Aufgabe: Stimmen diese drei Aussagen mit dem Text über die autofreien Sonntage 1973 überein? Antworte bei jeder mit Ja oder Nein und zitiere wörtlich die Worte aus dem Text, die den Ausschlag geben. 1. Die Gemeinde Künzell hatte 12.000 Einwohner. 2. Der Bericht des Club of Rome erschien im Winter 1973. 3. Die Presse stellte die Lage im Herbst 1973 harmloser dar, als sie war.
═════ Ausgangstext ═════
2. Und sonntags wieder laufen
Am 25. November 1973 – dem ersten motorfahrzeugfreien Sonntag – zogen die leeren Autobahnen viele Schaulustige an. Die Menschen nutzten die seltene Gelegenheit für einen Spaziergang. So auch die Gemeinde Künzell bei Fulda, deren 12.000 Einwohner zu einem "Ölsparwandertag" aufgerufen wurden, wodurch das Zusammengehörigkeitsgefühl gestärkt werden sollte. Eine Umfrage des Instituts für Demoskopie Allenbach ergab, dass die meisten Befragten den autofreien Sonntag mit ausgedehnten Spaziergängen zugebracht und in positiver Erinnerung hatten. In einigen Gemeinden Deutschlands entwickelte sich aus diesen Erfahrungen eine Tradition der Fahrzeugfreiheit: Einmal pro Jahr werden bestimmte Straßen autofrei gehalten. Solch eine Traditionalisierung zeugt vom Eingang der autofreien Sonntage in das kommunikative Gedächtnis der Deutschen.
3. Ökonomie versus Ökologie
Im Zuge der Spritsparmaßnahmen im Winter 1973 schienen sich die Gegensätze zwischen Ökonomie und Ökologie zeitweilig aufgelöst zu haben. Verstärkt wurde das Gefühl der Zweckmäßigkeit von Einsparungen durch den Bericht des Club of Rome zu den Grenzen des Wachstums, der im Vorjahr erschienen war. Die Warnungen vor einem exponentiellen Wachstum des Ressourcenverbrauchs schienen gewissermaßen durch die Tagespolitik ratifiziert.
4. Der Spiegel der Presse
Vergleicht man Schlagzeilen einiger deutscher Zeitschriften während der Krise, wird deutlich, dass im Herbst 1973 Meldungen wie "Nahost-Öl: Die Krise dauert 15 Jahre"[1] oder "Ein Zeitalter des Mangels"[2] die Dramatik der Lage stark übertrieben. Während der Krise setzte die Presse zudem auf fragwürdige Stereotype von geldgierigen Ölscheichs, die dem Westen den Ölhahn zudrehten, um mehr Kontrolle über westliche Ölkonzerne zu erlangen. Auch die Ratgeberliteratur zu Energiesparthemen weitete sich zu dieser Zeit stark aus.
═════ Erfasste Einträge ═════
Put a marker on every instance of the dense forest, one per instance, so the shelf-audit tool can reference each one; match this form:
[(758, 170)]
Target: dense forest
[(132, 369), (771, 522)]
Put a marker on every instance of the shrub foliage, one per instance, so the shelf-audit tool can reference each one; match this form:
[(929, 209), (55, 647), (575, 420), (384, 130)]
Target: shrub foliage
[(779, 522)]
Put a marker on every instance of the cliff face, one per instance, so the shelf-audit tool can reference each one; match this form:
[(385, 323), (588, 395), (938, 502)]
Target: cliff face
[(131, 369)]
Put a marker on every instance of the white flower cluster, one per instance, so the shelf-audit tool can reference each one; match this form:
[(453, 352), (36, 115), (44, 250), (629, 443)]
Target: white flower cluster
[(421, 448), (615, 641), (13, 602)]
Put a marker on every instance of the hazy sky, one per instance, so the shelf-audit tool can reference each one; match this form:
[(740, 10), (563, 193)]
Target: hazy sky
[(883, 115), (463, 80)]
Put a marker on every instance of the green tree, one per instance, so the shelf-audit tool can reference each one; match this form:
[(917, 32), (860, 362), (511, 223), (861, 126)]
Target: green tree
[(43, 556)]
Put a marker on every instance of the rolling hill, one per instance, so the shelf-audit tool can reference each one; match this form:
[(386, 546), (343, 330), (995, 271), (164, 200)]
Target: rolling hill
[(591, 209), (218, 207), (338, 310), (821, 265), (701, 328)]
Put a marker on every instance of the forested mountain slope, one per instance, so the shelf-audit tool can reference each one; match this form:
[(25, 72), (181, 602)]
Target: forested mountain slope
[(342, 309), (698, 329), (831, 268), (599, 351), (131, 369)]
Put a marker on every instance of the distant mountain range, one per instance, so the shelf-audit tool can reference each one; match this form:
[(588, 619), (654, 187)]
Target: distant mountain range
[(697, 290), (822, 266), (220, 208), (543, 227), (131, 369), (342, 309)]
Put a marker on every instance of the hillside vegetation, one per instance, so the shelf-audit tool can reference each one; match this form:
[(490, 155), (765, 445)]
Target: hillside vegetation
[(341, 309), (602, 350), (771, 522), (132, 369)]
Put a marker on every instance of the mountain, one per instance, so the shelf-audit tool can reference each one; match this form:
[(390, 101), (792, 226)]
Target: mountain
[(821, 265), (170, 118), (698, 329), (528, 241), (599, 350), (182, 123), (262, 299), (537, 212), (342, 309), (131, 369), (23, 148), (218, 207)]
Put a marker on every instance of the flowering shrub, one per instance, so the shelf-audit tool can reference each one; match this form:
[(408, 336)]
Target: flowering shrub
═════
Lösung:
1. Ja: „deren 12.000 Einwohner“
2. Nein: „der im Vorjahr erschienen war“
3. Nein: „die Dramatik der Lage stark übertrieben“